▶ **DIRECTIONS**
Output each record below exactly, and include all of them.

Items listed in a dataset
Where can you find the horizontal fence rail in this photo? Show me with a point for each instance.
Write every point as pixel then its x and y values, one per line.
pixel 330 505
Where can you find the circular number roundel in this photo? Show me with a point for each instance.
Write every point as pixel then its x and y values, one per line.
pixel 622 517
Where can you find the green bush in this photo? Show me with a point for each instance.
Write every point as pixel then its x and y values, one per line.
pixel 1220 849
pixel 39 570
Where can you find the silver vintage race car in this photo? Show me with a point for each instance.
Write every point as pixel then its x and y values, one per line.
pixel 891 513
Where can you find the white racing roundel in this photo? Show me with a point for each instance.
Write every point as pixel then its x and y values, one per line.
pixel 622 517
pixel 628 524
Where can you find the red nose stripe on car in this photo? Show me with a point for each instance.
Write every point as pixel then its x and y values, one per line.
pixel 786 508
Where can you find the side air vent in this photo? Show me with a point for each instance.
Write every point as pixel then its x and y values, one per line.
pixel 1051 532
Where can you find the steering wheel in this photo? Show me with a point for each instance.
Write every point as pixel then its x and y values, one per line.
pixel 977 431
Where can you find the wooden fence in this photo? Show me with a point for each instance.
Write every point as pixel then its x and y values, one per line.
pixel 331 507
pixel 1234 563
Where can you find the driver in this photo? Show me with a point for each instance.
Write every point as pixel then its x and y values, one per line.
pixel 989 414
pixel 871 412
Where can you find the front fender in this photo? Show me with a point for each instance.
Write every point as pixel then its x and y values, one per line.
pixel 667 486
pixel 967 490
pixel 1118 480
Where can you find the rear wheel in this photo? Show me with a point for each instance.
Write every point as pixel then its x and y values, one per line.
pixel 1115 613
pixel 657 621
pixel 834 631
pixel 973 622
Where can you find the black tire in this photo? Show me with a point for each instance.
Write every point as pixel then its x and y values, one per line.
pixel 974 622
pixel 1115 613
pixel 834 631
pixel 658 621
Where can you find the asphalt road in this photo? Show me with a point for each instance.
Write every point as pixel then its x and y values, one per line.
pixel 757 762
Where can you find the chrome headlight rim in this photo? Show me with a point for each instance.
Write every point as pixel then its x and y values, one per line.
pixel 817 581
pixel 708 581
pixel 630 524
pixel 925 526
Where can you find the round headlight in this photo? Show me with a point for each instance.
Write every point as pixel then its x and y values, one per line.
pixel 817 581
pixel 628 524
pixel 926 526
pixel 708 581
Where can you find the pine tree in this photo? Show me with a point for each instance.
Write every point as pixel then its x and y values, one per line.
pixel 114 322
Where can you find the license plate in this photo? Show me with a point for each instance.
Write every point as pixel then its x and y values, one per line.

▶ **REPLY TO THE EXERCISE**
Where can you find the horizontal fence rail in this photo? Show me with a point for each instance.
Write every point as pixel then its x and y values, one per line.
pixel 330 505
Where can you find the circular number roundel in this photo? Show me with a point for each instance.
Write every point as pixel then its x and y values, one per line.
pixel 622 517
Where can you find the green bush in this photo? Show me with a point for each instance.
Write every point as pixel then its x and y values, one per line.
pixel 1220 849
pixel 39 570
Where can you find the silver vintage race car in this photo? Show me with a point for each instance.
Write every point as pixel then its x and y values, one per line.
pixel 891 513
Where can you find the white racing roundel in this photo? Show me with a point for each instance.
Write every point as pixel then its x and y values, one per line.
pixel 622 517
pixel 628 524
Where can you find the red nose stripe on car in this photo? Show me with a point for each instance.
Write every point as pixel then its x and y values, one per line.
pixel 786 508
Where can you find the side air vent in this photo? Show me with a point for each instance.
Write every point as pixel then its x and y values, one per line.
pixel 1051 532
Where can you find the steering wheel in this photo? Show me with a point for each instance.
Write every point as pixel then its x and y values, one per line.
pixel 977 431
Where can you find the wooden fence in this photo? Show me with a point for each instance.
Write every point as pixel then its x and y values, one per line.
pixel 331 507
pixel 1234 563
Where can you find the driver in this photo? Show me with a point for each instance.
Write every point as pixel then its x and y values, one per line.
pixel 989 414
pixel 871 412
Where can you find the front fender in this photo? Show me with a point for each instance.
Write every point as pixel then its x and y values, one per line.
pixel 667 486
pixel 967 490
pixel 1118 480
Where can you find the rear wheel in this photo? Show me with a point for each instance.
Write every point as pixel then its x and y values, one per line.
pixel 1115 613
pixel 657 621
pixel 834 631
pixel 973 622
Where can you find the black tire in this photo? Show me with a point for each instance.
Write every point as pixel then its x and y values, one per line.
pixel 974 622
pixel 1115 613
pixel 834 631
pixel 658 621
Where can you find the asphalt road in this photo? Show me with a point for each instance.
Write every point as pixel then its x and y values, one per line.
pixel 757 762
Where can you find the chrome headlight rim in this photo? Show me with a point for each instance.
Write every point as pixel then its x and y values, one per line.
pixel 817 581
pixel 708 581
pixel 630 524
pixel 925 526
Where can you find the round headlight in this photo? Show me with a point for each instance.
Write every point as pixel then its x and y values, one per line.
pixel 817 581
pixel 628 524
pixel 926 526
pixel 708 581
Where can you find the pine tree in this photo? Show me with a point for each instance.
Write every point as pixel then its x and y values, one per line.
pixel 114 322
Where can you find the license plate in this photo? Show me with a point for each instance.
Write every point as pixel then its x and y values, one per line.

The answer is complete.